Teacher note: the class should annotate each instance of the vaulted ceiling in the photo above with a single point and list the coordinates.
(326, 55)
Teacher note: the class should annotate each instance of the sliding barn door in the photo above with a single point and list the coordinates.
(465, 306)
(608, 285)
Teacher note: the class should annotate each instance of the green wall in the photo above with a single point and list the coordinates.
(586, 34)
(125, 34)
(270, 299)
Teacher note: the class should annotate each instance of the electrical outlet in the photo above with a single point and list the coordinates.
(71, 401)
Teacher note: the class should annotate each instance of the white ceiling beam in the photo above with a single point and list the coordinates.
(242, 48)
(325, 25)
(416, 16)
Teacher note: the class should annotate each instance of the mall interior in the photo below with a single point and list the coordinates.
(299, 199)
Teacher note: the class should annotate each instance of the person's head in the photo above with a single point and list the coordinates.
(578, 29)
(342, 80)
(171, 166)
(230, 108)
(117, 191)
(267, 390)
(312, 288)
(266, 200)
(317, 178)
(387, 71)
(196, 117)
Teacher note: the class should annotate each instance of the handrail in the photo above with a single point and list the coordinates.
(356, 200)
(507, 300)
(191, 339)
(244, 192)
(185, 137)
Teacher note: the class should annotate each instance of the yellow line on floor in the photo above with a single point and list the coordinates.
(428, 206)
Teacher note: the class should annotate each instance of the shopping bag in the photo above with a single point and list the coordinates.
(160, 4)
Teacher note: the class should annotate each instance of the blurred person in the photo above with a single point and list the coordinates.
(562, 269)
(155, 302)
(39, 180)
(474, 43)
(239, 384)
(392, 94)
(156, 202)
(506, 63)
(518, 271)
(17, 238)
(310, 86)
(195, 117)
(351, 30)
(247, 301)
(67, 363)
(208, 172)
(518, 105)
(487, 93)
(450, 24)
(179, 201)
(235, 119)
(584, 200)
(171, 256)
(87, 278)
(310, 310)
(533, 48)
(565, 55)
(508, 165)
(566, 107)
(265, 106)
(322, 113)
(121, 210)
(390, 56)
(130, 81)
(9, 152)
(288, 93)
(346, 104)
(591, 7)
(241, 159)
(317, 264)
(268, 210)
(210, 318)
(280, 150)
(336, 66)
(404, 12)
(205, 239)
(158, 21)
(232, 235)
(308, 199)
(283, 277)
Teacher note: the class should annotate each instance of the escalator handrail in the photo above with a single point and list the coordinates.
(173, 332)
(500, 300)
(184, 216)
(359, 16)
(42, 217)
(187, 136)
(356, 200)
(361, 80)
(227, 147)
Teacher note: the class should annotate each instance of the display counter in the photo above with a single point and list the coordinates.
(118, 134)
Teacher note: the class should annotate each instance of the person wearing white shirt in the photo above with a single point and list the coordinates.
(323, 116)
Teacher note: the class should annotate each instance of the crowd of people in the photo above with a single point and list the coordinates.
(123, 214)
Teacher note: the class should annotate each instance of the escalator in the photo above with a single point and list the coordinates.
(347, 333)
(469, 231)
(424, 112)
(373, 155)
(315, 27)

########################################

The request:
Present every line of the records above as a numbered list, omitting any blank lines.

Exercise response:
1. Teacher note: the class should annotate each instance of the vaulted ceiling in the photo above with a single point and list the coordinates.
2. (326, 55)
3. Teacher note: the class should annotate each instance of the sliding barn door in the photo above with a single point and list the coordinates.
4. (465, 306)
5. (608, 285)
6. Teacher note: the class should annotate each instance of the green wall in the photo above with a single point and list the coordinates.
7. (586, 34)
8. (125, 34)
9. (270, 299)
10. Teacher note: the class should annotate each instance of the electrical outlet in the photo above with a single point and list the coordinates.
11. (71, 401)
12. Teacher note: the class should annotate each instance of the white ceiling beam in the photo above with a single point and list the coordinates.
13. (242, 48)
14. (325, 25)
15. (416, 16)
16. Teacher note: the class should annotate each instance of the mall interior in the photo below with a single point and list the coordinates.
17. (299, 199)
18. Teacher note: the class should annotate each instance of the person's head in the photo above with a single point and list the coordinates.
19. (578, 29)
20. (342, 80)
21. (171, 166)
22. (230, 108)
23. (117, 191)
24. (267, 390)
25. (312, 288)
26. (266, 200)
27. (317, 178)
28. (387, 71)
29. (196, 117)
30. Teacher note: the class should annotate each instance of the handrail in the photo above with a single point and list the coordinates.
31. (356, 200)
32. (507, 300)
33. (191, 339)
34. (244, 192)
35. (185, 137)
36. Teacher note: the class should annotate each instance of the yellow line on floor in the photo above with a single point and list the coordinates.
37. (428, 206)
38. Teacher note: the class should annotate each instance of the shopping bag in the photo above with a single point and list the coordinates.
39. (160, 4)
40. Teacher note: the class should annotate each instance of the blurred person in the photo above with a single point and list the coordinates.
41. (562, 269)
42. (155, 302)
43. (39, 180)
44. (474, 43)
45. (239, 384)
46. (392, 94)
47. (156, 202)
48. (506, 63)
49. (518, 271)
50. (17, 238)
51. (310, 86)
52. (195, 117)
53. (351, 30)
54. (247, 301)
55. (67, 363)
56. (208, 172)
57. (518, 105)
58. (487, 93)
59. (450, 24)
60. (179, 201)
61. (235, 119)
62. (584, 200)
63. (171, 256)
64. (87, 278)
65. (310, 310)
66. (533, 48)
67. (565, 55)
68. (508, 165)
69. (566, 107)
70. (265, 106)
71. (322, 113)
72. (121, 210)
73. (390, 56)
74. (130, 81)
75. (9, 152)
76. (288, 93)
77. (346, 104)
78. (591, 7)
79. (241, 159)
80. (317, 264)
81. (268, 210)
82. (210, 318)
83. (280, 150)
84. (336, 66)
85. (404, 12)
86. (205, 239)
87. (158, 21)
88. (232, 235)
89. (308, 199)
90. (283, 277)
91. Teacher note: the class should annotate each instance of the escalator handrail in the photo above with a single point and list the coordinates.
92. (173, 332)
93. (500, 300)
94. (184, 216)
95. (359, 16)
96. (42, 217)
97. (187, 136)
98. (356, 200)
99. (361, 80)
100. (227, 147)
101. Teacher note: the class should annotate each instance of the display counter in the photo above with a single point and list the coordinates.
102. (118, 134)
103. Teacher note: the class should annotate each instance of the person wearing white shirt in the photo above with a single point and list the coordinates.
104. (323, 116)
105. Teacher note: the class should annotate each instance of the crowd of people in the photo above with a single point and list the coordinates.
106. (123, 214)
107. Teacher note: the class should annotate each instance of the escalator in the photo above with a single point and list the coordinates.
108. (347, 333)
109. (469, 231)
110. (424, 112)
111. (373, 155)
112. (315, 27)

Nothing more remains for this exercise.